What to do:
Output all entries verbatim, dropping pictures.

******************************

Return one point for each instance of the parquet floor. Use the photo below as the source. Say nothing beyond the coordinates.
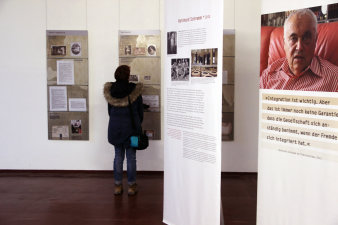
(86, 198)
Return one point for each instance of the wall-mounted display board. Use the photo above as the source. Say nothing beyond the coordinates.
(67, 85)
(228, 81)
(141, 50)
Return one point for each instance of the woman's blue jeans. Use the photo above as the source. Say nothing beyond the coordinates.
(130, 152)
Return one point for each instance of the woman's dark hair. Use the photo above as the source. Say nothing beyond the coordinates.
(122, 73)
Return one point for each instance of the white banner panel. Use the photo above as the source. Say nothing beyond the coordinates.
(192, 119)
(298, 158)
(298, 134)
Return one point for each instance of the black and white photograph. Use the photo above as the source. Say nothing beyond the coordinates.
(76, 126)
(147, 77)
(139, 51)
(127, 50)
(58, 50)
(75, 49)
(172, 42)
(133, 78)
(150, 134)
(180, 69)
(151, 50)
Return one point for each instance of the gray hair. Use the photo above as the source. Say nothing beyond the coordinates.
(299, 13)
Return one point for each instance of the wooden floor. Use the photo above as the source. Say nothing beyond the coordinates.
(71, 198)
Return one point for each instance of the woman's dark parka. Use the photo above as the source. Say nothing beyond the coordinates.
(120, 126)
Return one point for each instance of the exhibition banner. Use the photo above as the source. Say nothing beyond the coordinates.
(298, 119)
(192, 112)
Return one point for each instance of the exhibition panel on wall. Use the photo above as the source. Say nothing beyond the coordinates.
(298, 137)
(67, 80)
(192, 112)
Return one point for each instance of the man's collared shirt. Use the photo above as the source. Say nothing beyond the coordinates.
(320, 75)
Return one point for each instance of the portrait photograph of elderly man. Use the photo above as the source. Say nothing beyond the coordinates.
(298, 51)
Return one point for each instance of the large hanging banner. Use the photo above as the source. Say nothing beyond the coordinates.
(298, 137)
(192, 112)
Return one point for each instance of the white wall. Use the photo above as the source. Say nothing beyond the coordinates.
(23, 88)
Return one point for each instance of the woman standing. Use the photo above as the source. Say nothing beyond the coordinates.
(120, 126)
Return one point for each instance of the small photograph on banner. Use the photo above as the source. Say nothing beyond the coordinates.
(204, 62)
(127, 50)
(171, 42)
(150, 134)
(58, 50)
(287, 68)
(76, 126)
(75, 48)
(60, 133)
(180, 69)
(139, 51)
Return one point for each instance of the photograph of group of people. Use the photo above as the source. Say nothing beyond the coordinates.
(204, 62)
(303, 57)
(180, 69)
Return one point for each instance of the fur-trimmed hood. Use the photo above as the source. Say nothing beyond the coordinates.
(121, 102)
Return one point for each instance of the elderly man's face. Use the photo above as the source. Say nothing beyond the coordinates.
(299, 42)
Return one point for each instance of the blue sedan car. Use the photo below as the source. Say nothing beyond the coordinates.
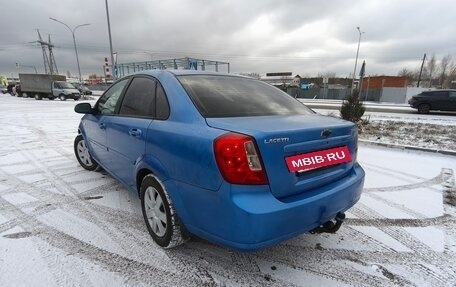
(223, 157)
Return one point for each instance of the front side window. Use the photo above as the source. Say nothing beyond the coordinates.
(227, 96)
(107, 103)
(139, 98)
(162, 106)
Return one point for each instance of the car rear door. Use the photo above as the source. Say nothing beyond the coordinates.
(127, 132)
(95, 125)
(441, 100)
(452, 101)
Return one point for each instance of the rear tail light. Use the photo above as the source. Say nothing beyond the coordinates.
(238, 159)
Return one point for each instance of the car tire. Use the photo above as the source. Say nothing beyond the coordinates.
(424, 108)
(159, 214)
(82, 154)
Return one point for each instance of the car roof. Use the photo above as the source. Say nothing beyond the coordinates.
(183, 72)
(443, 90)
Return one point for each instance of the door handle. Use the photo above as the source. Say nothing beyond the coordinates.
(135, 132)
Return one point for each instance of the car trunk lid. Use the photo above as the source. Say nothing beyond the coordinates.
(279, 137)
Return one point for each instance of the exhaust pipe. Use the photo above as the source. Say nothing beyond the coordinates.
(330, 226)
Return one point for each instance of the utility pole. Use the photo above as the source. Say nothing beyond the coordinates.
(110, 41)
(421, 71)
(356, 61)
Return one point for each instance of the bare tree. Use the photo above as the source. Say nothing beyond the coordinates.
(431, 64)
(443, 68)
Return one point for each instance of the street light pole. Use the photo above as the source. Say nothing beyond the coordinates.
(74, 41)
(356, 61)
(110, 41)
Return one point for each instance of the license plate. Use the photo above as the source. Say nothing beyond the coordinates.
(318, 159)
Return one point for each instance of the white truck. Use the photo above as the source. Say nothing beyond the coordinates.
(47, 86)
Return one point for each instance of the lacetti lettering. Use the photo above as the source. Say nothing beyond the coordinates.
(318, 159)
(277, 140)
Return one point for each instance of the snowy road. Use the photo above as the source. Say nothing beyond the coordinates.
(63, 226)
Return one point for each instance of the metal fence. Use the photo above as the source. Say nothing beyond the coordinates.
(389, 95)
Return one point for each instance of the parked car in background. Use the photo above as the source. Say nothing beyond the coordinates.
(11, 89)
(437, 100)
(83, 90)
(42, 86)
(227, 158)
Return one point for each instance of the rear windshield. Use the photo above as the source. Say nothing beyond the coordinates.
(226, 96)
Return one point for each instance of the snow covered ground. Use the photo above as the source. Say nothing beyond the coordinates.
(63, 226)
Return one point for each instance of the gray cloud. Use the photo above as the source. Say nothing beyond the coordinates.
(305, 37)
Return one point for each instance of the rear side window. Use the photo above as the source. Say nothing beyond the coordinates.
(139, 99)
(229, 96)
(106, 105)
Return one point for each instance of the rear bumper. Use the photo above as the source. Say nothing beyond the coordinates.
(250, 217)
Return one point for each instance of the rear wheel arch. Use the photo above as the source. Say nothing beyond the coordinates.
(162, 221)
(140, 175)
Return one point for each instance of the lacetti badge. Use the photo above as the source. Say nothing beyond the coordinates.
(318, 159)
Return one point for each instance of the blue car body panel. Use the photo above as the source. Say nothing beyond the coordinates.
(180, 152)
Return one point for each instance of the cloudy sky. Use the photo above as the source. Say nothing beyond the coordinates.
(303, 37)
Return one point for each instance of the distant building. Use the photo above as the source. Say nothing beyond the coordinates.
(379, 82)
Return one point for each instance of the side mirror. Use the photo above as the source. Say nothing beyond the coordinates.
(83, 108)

******************************

Solution for this problem:
Return one point for each instance of the parquet floor. Use the photo below as the source. Say nothing beyond the coordinates.
(86, 198)
Return one point for each instance of the wall-mounted display board. Use the photo above as the source. Say nothing beyond the coordinates.
(67, 85)
(228, 81)
(141, 50)
Return one point for each instance of the woman's blue jeans. Use the photo above as the source. Say nothing beyond the coordinates.
(130, 152)
Return one point for each instance of the woman's dark hair. Use the photo above as the source. Say nothing beyond the coordinates.
(122, 73)
Return one point for each instance of the white banner panel. Use the photo above as the source. Say nothing beyond the coordinates.
(192, 119)
(298, 158)
(298, 134)
Return one point for each instance of the black and white photograph. Use the photo above as the source. Say nothing beyond the coordinates.
(76, 126)
(147, 77)
(139, 51)
(127, 50)
(58, 50)
(75, 49)
(172, 42)
(133, 78)
(150, 134)
(180, 69)
(151, 50)
Return one point for each instance of the gray hair. Use the photo above as the source. Say nothing beyond the coordinates.
(299, 13)
Return one point for each instance of the wooden floor. Use the photo above as the source. Say nothing beyond the coordinates.
(71, 198)
Return one point for each instance of the woman's dark parka. Use the photo above as the source. Say nothing beyond the coordinates.
(120, 126)
Return one point for each instance of the exhibition banner. Use the photo above as the source. Say nothing beyond the coordinates.
(298, 119)
(192, 112)
Return one point for each instance of the exhibition panel on wall. Use the photo above as the source. Say nothing beyond the coordinates.
(298, 137)
(67, 80)
(192, 112)
Return one point for each instance of the man's collared shirt. Use the photo above as the source. Say nothing beyond the coordinates.
(320, 75)
Return one point for each instance of the portrait photograph of elderly man. Use the photo above as the source. Say nothing beyond the coordinates.
(298, 51)
Return one point for each instance of the large hanging banner. Use the photo above as the source. Say nothing beyond the coordinates.
(298, 137)
(192, 112)
Return one point for each instance of the white wall. Use the photo above as the source. Say nothing beyond the coordinates.
(23, 88)
Return one point for each instance of the woman standing. Use the photo above as the source. Say nothing beyond the coordinates.
(120, 126)
Return one point for each instance of the small photograph on banner. Use the photo above as the source. Say nothing beyond the coordinates.
(204, 62)
(127, 50)
(171, 42)
(150, 134)
(58, 50)
(287, 68)
(76, 126)
(75, 48)
(60, 133)
(180, 69)
(139, 51)
Return one point for each instance of the photograph of group of people. Use the photo above as the source. Say nothing beyond the coordinates.
(204, 62)
(303, 57)
(180, 69)
Return one point for each instance of the fur-trimmed hood. Use the photo above as the source. Say nothing beyond the coordinates.
(121, 102)
Return one point for each instance of the elderly man's face. Use the photo above as the source. Say nothing beyond the coordinates.
(299, 42)
Return one point for each instance of the blue sedan car. Use the photo below as the source. Say nothing beyond the coordinates.
(223, 157)
Return one point for each instance of the front side window. Use the photo above as the source. Say nothing beyond the coordinates.
(227, 96)
(107, 103)
(139, 98)
(162, 106)
Return one point for each instance of the car rear door. Use the photo above as the source. Say nothing beyond the coordinates.
(127, 132)
(95, 125)
(441, 100)
(452, 101)
Return one point for each instance of the rear tail light. Use the photo above as the source. Say nothing beyond the coordinates.
(238, 159)
Return one point for each instance of the car tire. Use the photo above as the source. Say nothing beyond the coordinates.
(424, 108)
(159, 214)
(82, 154)
Return one point for each instance of the car roof. Use the photo above as the source. Say nothing beyond the coordinates.
(183, 72)
(443, 90)
Return one point for each instance of the door handle. Use the photo above as the source. Say nothing beyond the coordinates.
(135, 132)
Return one point for each instance of the car trunk lid. Use the photo above as the source. Say nothing beyond the coordinates.
(279, 137)
Return one point for each instance of the exhaust pipe. Use the photo above as the source. Say nothing beyond the coordinates.
(330, 226)
Return one point for each instance of the utility pole. Use the photo above as the source. Say nothing beyond the coordinates.
(110, 41)
(421, 71)
(356, 61)
Return one point for each instance of the bare tree. Use the photo above as the source. Say nothing beyond the coordinates.
(431, 64)
(443, 68)
Return one point for each instance of the street light pole. Use the photo above as the source. Say nothing beyond the coordinates.
(74, 41)
(356, 61)
(110, 41)
Return one point for each instance of the license plate. Use the photo above as the source. Say nothing beyond the coordinates.
(318, 159)
Return one point for each instance of the white truck. Use the photo above as the source. Say nothing beyond the coordinates.
(47, 86)
Return one point for each instance of the lacetti lettering. Use the photo above as the source. Say nothing beyond the coordinates.
(318, 159)
(277, 140)
Return one point for each instance of the snowy road. Use the photo above as the source. Say nothing beyond the coordinates.
(63, 226)
Return one point for each instance of the metal fence. Use the photo above as the source. Say nothing beyond the coordinates.
(389, 95)
Return one point for each instance of the parked car in background. Use the photo above as the source. Say nothing beyond the coordinates.
(11, 89)
(437, 100)
(83, 90)
(42, 86)
(227, 158)
Return one point for each instance of the rear windshield. Use the photo above as the source. Say nothing beyond the coordinates.
(226, 96)
Return one point for each instance of the snow covered ground. Use the photo above as the source. Say nothing beyond the coordinates.
(63, 226)
Return one point for each instance of the gray cloud. Use the photo above as the source. Say nothing beyond the coordinates.
(305, 37)
Return one point for each instance of the rear side window. Use the photo above as the source. Say nothing beyond the coordinates.
(139, 99)
(229, 96)
(106, 105)
Return one point for each instance of the rear bumper. Use the photo above as the source. Say nothing beyond the coordinates.
(250, 217)
Return one point for each instance of the rear wheel arch. Use the photo above as the source. Say nothing beyond the coordinates.
(162, 221)
(140, 175)
Return one point for each instance of the lacetti badge. Use the photo above as the source. Say nothing beyond the coordinates.
(318, 159)
Return one point for each instance of the blue car body panel. Use the photo above as the source. Say nothing beyond the coordinates.
(180, 152)
Return one point for each instance of the cloudy sky. Use the photo above as the source. Say nothing beyond the coordinates.
(303, 37)
Return one point for each instance of the distant building. Use the photo above as the source. Say nothing beyond the coordinates.
(379, 82)
Return one point for each instance of the side mirror. Use the photo above as the source. Say nothing beyond the coordinates.
(83, 108)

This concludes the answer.